◆ PROBLEM DESCRIPTION ◆
Transcribe the data in full; each line must match exactly.

◆ DATA FOR THIS TASK ◆
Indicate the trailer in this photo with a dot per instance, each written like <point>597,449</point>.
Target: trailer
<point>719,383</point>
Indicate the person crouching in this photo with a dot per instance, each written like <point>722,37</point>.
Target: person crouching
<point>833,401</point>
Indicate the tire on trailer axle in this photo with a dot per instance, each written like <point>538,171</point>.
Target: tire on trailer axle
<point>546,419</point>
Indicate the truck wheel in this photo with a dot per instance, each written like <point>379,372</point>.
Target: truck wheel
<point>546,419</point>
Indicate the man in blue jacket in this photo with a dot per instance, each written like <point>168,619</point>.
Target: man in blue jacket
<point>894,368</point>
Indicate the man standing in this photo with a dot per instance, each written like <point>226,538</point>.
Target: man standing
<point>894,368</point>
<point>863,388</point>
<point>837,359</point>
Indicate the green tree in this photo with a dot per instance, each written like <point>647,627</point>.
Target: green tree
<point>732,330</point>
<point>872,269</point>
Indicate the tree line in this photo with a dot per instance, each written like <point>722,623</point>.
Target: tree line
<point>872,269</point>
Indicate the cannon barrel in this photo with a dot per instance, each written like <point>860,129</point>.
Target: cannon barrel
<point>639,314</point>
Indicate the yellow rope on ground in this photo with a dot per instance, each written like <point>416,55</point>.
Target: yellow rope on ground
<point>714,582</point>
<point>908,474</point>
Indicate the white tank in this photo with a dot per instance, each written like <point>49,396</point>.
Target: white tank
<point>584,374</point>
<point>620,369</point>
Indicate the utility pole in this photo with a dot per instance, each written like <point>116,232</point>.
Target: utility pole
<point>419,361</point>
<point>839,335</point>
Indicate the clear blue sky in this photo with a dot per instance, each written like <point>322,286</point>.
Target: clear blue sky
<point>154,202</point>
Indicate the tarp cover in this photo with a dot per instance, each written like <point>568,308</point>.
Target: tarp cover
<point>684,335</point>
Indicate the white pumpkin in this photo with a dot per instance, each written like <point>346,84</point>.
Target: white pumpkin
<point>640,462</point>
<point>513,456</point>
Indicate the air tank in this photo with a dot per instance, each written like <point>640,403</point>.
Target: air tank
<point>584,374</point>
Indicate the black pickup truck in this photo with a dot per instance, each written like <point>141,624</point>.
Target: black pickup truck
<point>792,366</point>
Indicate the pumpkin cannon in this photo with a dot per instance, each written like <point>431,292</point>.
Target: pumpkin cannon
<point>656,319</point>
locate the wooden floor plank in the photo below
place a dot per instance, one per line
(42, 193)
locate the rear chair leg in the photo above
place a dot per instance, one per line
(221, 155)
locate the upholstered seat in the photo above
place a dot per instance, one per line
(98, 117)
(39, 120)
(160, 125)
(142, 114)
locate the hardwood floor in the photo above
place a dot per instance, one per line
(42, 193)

◆ RESPONSE TO THE TASK ◆
Indicate the trailer in this photo with a dot per instance, each written like <point>597,449</point>.
Target: trailer
<point>719,383</point>
Indicate the person crouching in this photo with a dot per instance, each written like <point>722,37</point>.
Target: person crouching
<point>833,401</point>
Indicate the tire on trailer axle in this photo with a dot per instance, each written like <point>538,171</point>.
Target: tire on trailer axle
<point>546,419</point>
Indicate the truck wheel in this photo with a dot per instance, each written like <point>379,372</point>.
Target: truck wheel
<point>546,419</point>
Indicate the man in blue jacket in this photo with a dot per instance, each written like <point>168,619</point>.
Target: man in blue jacket
<point>894,368</point>
Indicate the man standing in this photo with a dot per instance, each written like <point>226,538</point>.
Target: man standing
<point>894,368</point>
<point>863,388</point>
<point>837,359</point>
Indicate the green tree in this photo with a dot per instance, each written like <point>647,627</point>.
Target: green tree
<point>732,330</point>
<point>872,269</point>
Indicate the tree line in this photo with a dot per instance, each written like <point>722,623</point>.
Target: tree line
<point>872,269</point>
Indicate the cannon barrel in this photo with a dot per instance, each written like <point>860,129</point>.
Target: cannon barrel
<point>639,314</point>
Indicate the yellow rope on ground in this photo with a dot per instance, each written like <point>416,55</point>.
Target: yellow rope on ground
<point>714,582</point>
<point>908,474</point>
Indicate the white tank in this photo with a dot per instance, each written like <point>49,396</point>.
Target: white tank
<point>584,374</point>
<point>620,369</point>
Indicate the utility pole in this photo with a dot per instance, each written like <point>116,232</point>.
Target: utility pole
<point>419,361</point>
<point>839,335</point>
Indicate the clear blue sky in this photo with a dot per instance, each written like <point>322,286</point>.
Target: clear blue sky
<point>154,202</point>
Indicate the tarp cover in this photo with a dot per instance, each written like <point>568,308</point>.
Target: tarp cover
<point>684,335</point>
Indicate the white pumpkin in this photo with a dot per instance, each written like <point>346,84</point>.
Target: white pumpkin
<point>640,462</point>
<point>513,456</point>
Indicate the air tank in this photo with a dot per instance, each written like <point>640,403</point>.
Target: air tank
<point>584,374</point>
Indicate the black pickup truck in this photo with a dot per instance, each written like <point>141,624</point>.
Target: black pickup truck
<point>792,366</point>
Indicate the pumpkin cannon in this photo with a dot per instance, each written like <point>431,292</point>.
Target: pumpkin cannon
<point>656,319</point>
locate the wooden floor plank in the photo below
place a dot per instance, one per line
(42, 193)
locate the rear chair leg in the photo above
place a dot per instance, one per line
(221, 155)
locate the upholstered seat in the photo above
place a dot per instance, one per line
(98, 117)
(39, 120)
(160, 125)
(142, 114)
locate the hardwood floor in the photo above
place a dot per instance, one per line
(42, 193)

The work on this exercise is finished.